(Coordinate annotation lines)
-=-=-
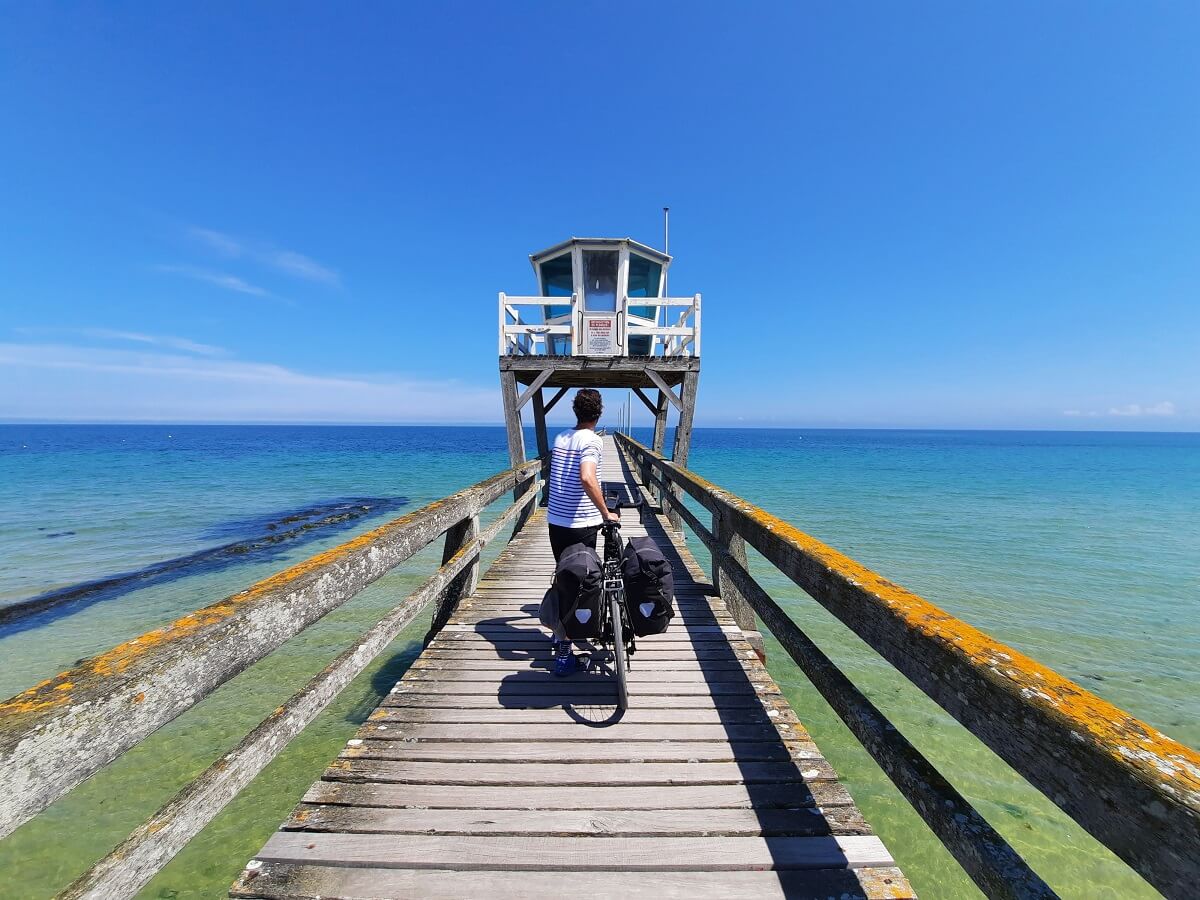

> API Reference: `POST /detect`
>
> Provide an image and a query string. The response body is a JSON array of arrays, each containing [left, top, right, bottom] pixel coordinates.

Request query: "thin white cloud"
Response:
[[0, 343, 499, 422], [77, 328, 229, 356], [188, 228, 342, 287], [1109, 400, 1175, 416], [188, 228, 242, 257], [156, 265, 271, 296]]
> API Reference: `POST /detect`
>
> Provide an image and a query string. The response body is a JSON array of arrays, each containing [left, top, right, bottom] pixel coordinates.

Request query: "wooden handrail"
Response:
[[0, 460, 541, 838], [617, 436, 1200, 896]]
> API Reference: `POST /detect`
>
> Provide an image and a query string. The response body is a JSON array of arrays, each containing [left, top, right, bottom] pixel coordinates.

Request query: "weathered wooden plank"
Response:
[[383, 691, 762, 721], [439, 619, 742, 643], [619, 437, 1200, 896], [401, 664, 766, 690], [230, 860, 916, 900], [257, 832, 893, 872], [392, 672, 770, 697], [436, 625, 749, 652], [283, 803, 871, 838], [340, 744, 823, 764], [412, 641, 758, 666], [304, 781, 853, 810], [324, 758, 838, 790], [362, 706, 799, 740], [304, 781, 853, 810], [356, 724, 806, 744], [404, 654, 766, 680], [0, 463, 540, 838]]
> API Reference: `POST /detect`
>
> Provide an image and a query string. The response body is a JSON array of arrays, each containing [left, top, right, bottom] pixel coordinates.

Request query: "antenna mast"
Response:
[[662, 206, 671, 296]]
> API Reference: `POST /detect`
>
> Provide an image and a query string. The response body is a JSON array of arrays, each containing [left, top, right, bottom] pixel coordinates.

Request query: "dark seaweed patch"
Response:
[[0, 497, 408, 635]]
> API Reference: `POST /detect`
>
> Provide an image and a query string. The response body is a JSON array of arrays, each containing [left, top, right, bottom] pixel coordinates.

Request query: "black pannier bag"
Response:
[[620, 538, 674, 637], [541, 544, 604, 641]]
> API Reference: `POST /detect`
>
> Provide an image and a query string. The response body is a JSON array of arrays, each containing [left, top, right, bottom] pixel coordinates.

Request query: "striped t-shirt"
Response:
[[547, 428, 604, 528]]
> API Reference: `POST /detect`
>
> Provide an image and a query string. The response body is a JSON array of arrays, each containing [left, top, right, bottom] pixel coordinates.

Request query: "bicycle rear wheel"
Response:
[[610, 596, 629, 709]]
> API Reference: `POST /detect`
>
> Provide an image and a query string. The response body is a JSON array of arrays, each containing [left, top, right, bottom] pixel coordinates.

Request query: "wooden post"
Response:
[[713, 512, 767, 662], [533, 389, 550, 506], [500, 370, 524, 467], [646, 390, 671, 511], [667, 372, 700, 530], [500, 370, 541, 535], [425, 514, 477, 647]]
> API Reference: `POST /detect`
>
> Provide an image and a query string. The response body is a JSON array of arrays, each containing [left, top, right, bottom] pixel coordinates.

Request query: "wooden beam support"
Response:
[[0, 462, 539, 836], [671, 372, 700, 528], [646, 368, 686, 410], [546, 388, 570, 413], [712, 512, 767, 659], [634, 388, 659, 415], [500, 371, 524, 466], [425, 515, 479, 647], [533, 388, 552, 506], [617, 436, 1200, 898], [517, 368, 554, 412]]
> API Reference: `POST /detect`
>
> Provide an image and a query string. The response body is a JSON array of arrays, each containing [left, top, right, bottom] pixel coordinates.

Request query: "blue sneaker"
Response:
[[554, 641, 580, 678]]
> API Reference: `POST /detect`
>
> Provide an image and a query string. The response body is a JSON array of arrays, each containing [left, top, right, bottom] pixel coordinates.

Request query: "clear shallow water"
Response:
-=-=-
> **DIRECTIONS**
Print the lines above exactly, starting at the first line and ending at the line that contains "[[0, 460, 541, 838], [617, 436, 1200, 896]]", with both of those lines included. Leave the pictures out of your answer.

> **SOLUTION TO THE EXERCISE**
> API Reference: `POST /detect`
>
> Provide an image and a query string. The response body is a JSON array of arrays, each containing [left, top, right, bottom] pixel coordinates.

Request query: "thin white cloud"
Response:
[[0, 343, 499, 422], [77, 328, 229, 356], [188, 228, 342, 287], [1109, 400, 1175, 416], [188, 228, 242, 257], [156, 265, 271, 296]]
> API Reference: `POST /detect`
>
> Provide an image and a query string. The response body is a JSON array of arrays, each containing [left, top, right, bottom] pixel coordinates.

Request query: "wooden handrail"
Response:
[[0, 460, 541, 838], [617, 436, 1200, 896]]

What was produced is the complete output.